━━━━━ Exercise material
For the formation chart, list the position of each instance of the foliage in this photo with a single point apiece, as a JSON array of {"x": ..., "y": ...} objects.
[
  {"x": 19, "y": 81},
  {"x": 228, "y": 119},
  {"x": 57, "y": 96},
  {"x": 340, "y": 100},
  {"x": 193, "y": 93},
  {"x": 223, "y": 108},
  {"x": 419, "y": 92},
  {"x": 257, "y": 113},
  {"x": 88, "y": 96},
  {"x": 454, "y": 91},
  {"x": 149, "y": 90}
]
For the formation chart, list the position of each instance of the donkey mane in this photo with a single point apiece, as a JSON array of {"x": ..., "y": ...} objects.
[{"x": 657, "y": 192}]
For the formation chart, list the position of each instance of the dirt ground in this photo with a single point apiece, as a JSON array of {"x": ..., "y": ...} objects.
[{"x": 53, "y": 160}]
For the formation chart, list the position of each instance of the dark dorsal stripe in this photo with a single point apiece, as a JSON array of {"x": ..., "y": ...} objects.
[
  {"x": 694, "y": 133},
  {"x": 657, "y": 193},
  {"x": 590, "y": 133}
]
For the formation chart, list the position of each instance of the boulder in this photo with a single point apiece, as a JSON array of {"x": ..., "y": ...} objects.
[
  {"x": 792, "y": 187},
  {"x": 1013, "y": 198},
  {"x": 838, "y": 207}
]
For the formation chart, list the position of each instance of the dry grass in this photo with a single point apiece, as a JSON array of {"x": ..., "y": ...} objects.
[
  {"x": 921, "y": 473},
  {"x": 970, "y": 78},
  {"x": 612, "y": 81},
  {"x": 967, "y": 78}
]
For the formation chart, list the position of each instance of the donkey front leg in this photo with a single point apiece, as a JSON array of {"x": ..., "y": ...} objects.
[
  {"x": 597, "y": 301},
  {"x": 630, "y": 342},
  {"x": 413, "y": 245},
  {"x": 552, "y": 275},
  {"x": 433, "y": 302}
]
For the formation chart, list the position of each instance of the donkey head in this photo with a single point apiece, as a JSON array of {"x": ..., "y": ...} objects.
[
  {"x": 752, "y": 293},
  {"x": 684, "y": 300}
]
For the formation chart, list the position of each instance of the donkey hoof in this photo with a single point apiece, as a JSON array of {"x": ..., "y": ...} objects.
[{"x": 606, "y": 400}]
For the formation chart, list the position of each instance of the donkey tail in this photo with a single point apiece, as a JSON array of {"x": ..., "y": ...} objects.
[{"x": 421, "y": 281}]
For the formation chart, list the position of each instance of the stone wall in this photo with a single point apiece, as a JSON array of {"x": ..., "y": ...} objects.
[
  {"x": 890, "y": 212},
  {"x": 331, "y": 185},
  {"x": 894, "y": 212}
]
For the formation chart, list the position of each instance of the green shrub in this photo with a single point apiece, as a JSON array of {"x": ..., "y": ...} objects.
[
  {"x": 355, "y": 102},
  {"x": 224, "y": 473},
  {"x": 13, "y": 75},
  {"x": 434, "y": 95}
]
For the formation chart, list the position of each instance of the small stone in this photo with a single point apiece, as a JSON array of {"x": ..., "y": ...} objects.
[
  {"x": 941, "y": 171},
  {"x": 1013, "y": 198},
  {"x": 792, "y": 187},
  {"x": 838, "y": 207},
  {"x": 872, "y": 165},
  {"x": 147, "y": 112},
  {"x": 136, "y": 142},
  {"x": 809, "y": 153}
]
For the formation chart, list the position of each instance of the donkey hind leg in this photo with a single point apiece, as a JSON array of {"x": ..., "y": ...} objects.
━━━━━━━━━━
### What this task involves:
Reproduce verbatim the stretch of the items from the line containing "of the stone" through the end of the items, with both ends included.

### Response to this exercise:
For the formation chart, list the position of each instance of the stone wall in this photo with a single point apiece, as a JSON array of {"x": ..., "y": ...} objects.
[
  {"x": 890, "y": 212},
  {"x": 331, "y": 185},
  {"x": 894, "y": 212}
]
For the formation chart, list the position of each instance of the green shrub in this photo with a single point apiece, as a JSON array of {"x": ..., "y": ...} objects.
[
  {"x": 355, "y": 102},
  {"x": 224, "y": 473},
  {"x": 13, "y": 75},
  {"x": 434, "y": 95}
]
For the formation chart, list the position of each instance of the small stone in this photo with a single point apiece, as a JSON array of {"x": ..., "y": ...} objects.
[
  {"x": 941, "y": 171},
  {"x": 1013, "y": 198},
  {"x": 792, "y": 187},
  {"x": 838, "y": 207},
  {"x": 872, "y": 165},
  {"x": 147, "y": 112},
  {"x": 136, "y": 142},
  {"x": 809, "y": 153}
]
For the formation chart, list the position of each instance of the donkey hind leg in this photo with a single point apiece, as a JSON array of {"x": ..., "y": ...} objects.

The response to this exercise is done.